Excerpts of location labeling data:
● ● ● ● ● ● ●

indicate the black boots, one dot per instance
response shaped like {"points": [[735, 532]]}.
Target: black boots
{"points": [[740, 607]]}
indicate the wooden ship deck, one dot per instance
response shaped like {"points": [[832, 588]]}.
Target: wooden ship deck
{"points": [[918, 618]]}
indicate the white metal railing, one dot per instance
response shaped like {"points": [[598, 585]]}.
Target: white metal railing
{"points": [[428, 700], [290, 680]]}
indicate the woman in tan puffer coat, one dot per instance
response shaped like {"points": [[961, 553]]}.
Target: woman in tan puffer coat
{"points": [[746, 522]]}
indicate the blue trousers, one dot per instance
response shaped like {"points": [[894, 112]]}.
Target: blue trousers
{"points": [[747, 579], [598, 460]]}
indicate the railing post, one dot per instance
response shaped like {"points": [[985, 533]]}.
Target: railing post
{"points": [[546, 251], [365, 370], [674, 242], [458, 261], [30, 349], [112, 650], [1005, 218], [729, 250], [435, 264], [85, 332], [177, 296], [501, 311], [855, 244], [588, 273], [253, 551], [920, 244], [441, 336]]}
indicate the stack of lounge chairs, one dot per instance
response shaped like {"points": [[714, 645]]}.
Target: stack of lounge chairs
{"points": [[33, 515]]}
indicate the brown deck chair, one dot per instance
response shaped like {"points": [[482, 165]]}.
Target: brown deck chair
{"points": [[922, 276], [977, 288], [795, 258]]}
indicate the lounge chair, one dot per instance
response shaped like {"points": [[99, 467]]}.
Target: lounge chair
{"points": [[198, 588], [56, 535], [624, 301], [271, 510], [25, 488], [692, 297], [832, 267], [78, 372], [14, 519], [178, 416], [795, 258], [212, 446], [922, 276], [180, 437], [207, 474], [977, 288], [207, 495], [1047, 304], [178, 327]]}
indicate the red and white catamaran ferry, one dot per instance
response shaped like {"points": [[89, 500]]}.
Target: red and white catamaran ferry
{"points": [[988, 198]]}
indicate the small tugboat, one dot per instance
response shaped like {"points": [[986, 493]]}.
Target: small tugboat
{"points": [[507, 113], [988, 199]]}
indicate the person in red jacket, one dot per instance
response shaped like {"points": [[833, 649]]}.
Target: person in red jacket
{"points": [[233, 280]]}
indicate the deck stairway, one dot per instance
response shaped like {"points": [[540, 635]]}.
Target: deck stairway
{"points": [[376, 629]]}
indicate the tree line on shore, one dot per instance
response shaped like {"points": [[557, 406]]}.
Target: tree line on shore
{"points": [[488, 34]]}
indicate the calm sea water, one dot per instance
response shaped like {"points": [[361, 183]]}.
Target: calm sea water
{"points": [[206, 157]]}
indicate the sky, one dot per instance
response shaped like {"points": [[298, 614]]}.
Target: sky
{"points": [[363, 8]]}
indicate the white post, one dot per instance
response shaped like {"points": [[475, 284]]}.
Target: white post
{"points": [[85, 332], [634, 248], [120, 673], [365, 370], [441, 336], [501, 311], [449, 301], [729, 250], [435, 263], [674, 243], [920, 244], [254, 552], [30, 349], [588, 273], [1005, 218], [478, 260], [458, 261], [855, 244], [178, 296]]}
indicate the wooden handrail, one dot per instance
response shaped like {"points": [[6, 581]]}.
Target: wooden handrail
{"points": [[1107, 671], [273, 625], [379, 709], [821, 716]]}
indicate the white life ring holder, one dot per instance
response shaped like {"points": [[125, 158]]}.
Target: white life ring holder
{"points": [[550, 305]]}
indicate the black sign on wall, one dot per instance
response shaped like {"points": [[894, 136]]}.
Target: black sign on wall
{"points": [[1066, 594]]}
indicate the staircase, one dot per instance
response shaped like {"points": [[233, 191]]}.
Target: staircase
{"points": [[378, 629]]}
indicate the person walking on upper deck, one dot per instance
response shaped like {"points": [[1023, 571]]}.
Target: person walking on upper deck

● ● ● ● ● ● ●

# Your task
Output every line above without altering anything.

# Task output
indicate the black boots, one dot per instance
response shaped like {"points": [[735, 532]]}.
Target: black boots
{"points": [[740, 607]]}
indicate the wooden ship deck, one dot per instance
response shaped like {"points": [[832, 588]]}.
Target: wooden ship deck
{"points": [[918, 618]]}
indicate the white metal railing, one dot per instance
response shaped like {"points": [[598, 585]]}.
Target: white metal railing
{"points": [[428, 700], [290, 680]]}
indicate the woman in tan puffer coat, one dot per instance
response shaped like {"points": [[961, 553]]}.
Target: woman in tan puffer coat
{"points": [[746, 522]]}
indicate the blue trousers, one dot per instance
response shaped like {"points": [[894, 112]]}.
Target: blue trousers
{"points": [[747, 579], [598, 460]]}
indicate the railing post, one dot per instance
response shaped like {"points": [[985, 533]]}.
Target: railing post
{"points": [[546, 251], [365, 370], [674, 242], [458, 261], [30, 349], [112, 650], [1005, 218], [729, 250], [435, 264], [85, 332], [177, 296], [501, 311], [855, 244], [588, 273], [253, 551], [920, 244], [441, 336]]}
indicate the stack of lounge chairs, one dot per instance
response shaped like {"points": [[714, 645]]}.
Target: stack of lounge chairs
{"points": [[33, 515]]}
indicate the brown deck chair, one dot per instance
response shaped like {"points": [[482, 165]]}.
Target: brown deck chair
{"points": [[922, 276], [977, 288], [795, 258]]}
indicate the lounge chair, one dot per instance
response shaped like {"points": [[99, 467]]}.
Target: lounge chair
{"points": [[198, 588], [56, 535], [624, 301], [271, 510], [25, 488], [692, 297], [832, 267], [78, 372], [14, 519], [178, 416], [795, 258], [212, 446], [922, 276], [180, 437], [207, 474], [977, 288], [207, 495], [1047, 304], [178, 327]]}
indicate the red and white catamaran ferry, one dot per instance
response shaped like {"points": [[89, 500]]}.
Target: red and white catamaran ferry
{"points": [[988, 198]]}
indicate the small tugboat, one dot per instance
response shaped like {"points": [[986, 493]]}.
Target: small tugboat
{"points": [[507, 113], [988, 199]]}
indicate the person in red jacket, one dot per instance
response shaped like {"points": [[833, 649]]}.
Target: person in red jacket
{"points": [[233, 280]]}
indicate the deck stairway, one dot per instance
response shaped like {"points": [[540, 635]]}.
Target: deck stairway
{"points": [[376, 629]]}
indicate the tree line on shore, one dot per instance
response shaped like {"points": [[557, 406]]}.
Target: tree line on shore
{"points": [[488, 34]]}
indicate the calm sea water, one dot per instance
response shaped like {"points": [[361, 183]]}.
Target: calm sea water
{"points": [[206, 157]]}
indicate the sky, one dot per instance
response shaped like {"points": [[298, 614]]}.
Target: sky
{"points": [[363, 8]]}
indicate the white post, one dot per instance
response shaped like {"points": [[475, 284]]}.
Target: white post
{"points": [[85, 332], [634, 248], [120, 673], [365, 370], [441, 336], [501, 311], [449, 301], [729, 250], [435, 263], [674, 243], [920, 244], [254, 552], [30, 349], [588, 273], [1005, 218], [478, 260], [458, 261], [855, 244], [178, 296]]}
indicate the wooden handrail, one dot per instance
response shaped like {"points": [[6, 581]]}.
Target: wooden handrail
{"points": [[1107, 671], [273, 625], [379, 709], [821, 716]]}
indicate the white life ring holder, one dot per instance
response shaped like {"points": [[125, 158]]}.
Target: white life ring holder
{"points": [[550, 305]]}
indicate the black sign on wall, one dot per instance
response shaped like {"points": [[894, 136]]}.
Target: black sign on wall
{"points": [[1066, 594]]}
indicate the staircase, one dot per instance
response shaped like {"points": [[233, 191]]}.
Target: staircase
{"points": [[378, 629]]}
indicate the person walking on upper deck, one dot per instance
response shaped like {"points": [[1023, 571]]}.
Target: person walking on upper deck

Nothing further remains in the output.